- [Exercise requirements] Pick up the article about Schneider Electric's Resource Advisor Copilot where it stops and keep writing it.
Source document: Begin
Why Schneider Electric Integrated OpenAI LLM for Sustainability Management

Enterprises know they need more intelligent and accurate methods of measuring and reporting greenhouse gas (GHG) emissions, but a good chunk of executives admit they don’t understand what’s meant by scope 1, scope 2 or scope 3 emissions. In a move to help organizations improve understanding of sustainability issues and meet environmental targets on time, Schneider Electric integrated generative artificial intelligence (AI) with its cloud-based Resource Advisor platform to simplify emissions data management and provide sustainability context to decision makers.

Recent research conducted by Reuters and GE surveyed more than 550 industry experts and found 59% agree they could improve their emissions measurement and reporting processes. And more than half of those surveyed noted precise data is necessary to progress toward net-zero emissions targets.

Schneider Electric’s Resource Advisor Copilot, based on an OpenAI large language model (LLM), took just four months to move from an idea to a tool ready for beta testing. “It’s been a whirlwind,” Schneider Electric Senior Data Manager Jeffrey Willert said. Copilot will be available later this year or early next year for the 2,500 customers currently using the vendor’s Resource Advisor platform, on top of which the genAI tool sits.

Jessica Kipper, senior director of software project management at Schneider Electric, told SDxCentral  that the platform is unique in the way it collects data from customers and pulls it together to “drive deeper analytics and deeper insights around the consolidation of that information,” she said.

“We have all kinds of ways for data to enter the system,” including smart meters at facilities, utility invoices and client data submissions, Willert added. But “the real heart of this is being able to understand the user’s query and then rely on other tools we built internally to get access to the data,” he said.

Questions that Copilot was built to answer include the following:

  • What were my total emissions across all facilities in 2022?
  • How much natural gas did we use last month?
  • How much did my energy usage change from June to July?
Source document: End
Excerpted data: Begin
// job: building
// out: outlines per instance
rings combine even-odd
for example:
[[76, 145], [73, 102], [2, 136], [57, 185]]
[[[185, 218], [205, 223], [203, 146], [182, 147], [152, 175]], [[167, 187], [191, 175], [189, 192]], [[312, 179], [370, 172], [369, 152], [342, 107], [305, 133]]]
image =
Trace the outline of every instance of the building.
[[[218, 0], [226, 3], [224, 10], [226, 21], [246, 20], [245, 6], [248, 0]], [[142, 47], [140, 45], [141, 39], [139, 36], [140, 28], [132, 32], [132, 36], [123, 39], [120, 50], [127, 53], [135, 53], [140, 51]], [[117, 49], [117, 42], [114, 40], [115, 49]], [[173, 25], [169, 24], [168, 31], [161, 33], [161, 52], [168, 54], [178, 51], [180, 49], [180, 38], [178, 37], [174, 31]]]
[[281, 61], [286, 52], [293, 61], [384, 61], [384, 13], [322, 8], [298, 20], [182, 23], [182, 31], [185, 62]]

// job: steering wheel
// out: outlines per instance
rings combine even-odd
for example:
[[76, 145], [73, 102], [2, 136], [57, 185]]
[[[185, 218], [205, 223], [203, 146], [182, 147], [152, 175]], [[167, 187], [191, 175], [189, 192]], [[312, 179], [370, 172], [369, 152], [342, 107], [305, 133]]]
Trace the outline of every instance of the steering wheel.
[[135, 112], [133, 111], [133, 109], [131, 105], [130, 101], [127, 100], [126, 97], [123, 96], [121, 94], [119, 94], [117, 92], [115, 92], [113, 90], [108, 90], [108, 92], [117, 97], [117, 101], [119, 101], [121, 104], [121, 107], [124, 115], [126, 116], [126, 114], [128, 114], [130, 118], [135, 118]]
Excerpted data: End
- [Exercise result]
  • How much have I spent on energy so far this month?

Given Schneider Electric’s global operating status, “we have the data and the information that we can integrate with those LLMs to tailor that answer to the industry application,” Willert said. “Having an emissions calculator is great, but it’s meaningless unless you can act.”

With the Copilot tool, the sustainability and energy information a company needs to take meaningful action is “all right there,” Willert added. “Not everybody is an expert at staring at dashboards, but being able to extract that data and then being able to do so many different things in such a short period of time” is what makes this solution stand out.

Securing customer data

Copilot is based on a Microsoft Azure OpenAI integration, and Schneider Electric claims it didn’t do any fine-tuning or training of the LLM. That might “sound lazy, but it’s actually very intentional,” Willert noted. To secure both the company’s proprietary information and client data, Schneider Electric handles that data “behind the scenes, away from the LLM,” he explained.

The genAI tool also has built-in guardrails to ensure clients only ask questions about energy and sustainability topics and that the model cannot be exploited, Willert said. Plus, Copilot uses a technique called retrieval augmented generation (RAG) – an increasingly popular method in the genAI scene – to feed data to the model at runtime. This ensures client data “always stays within our control,” he said.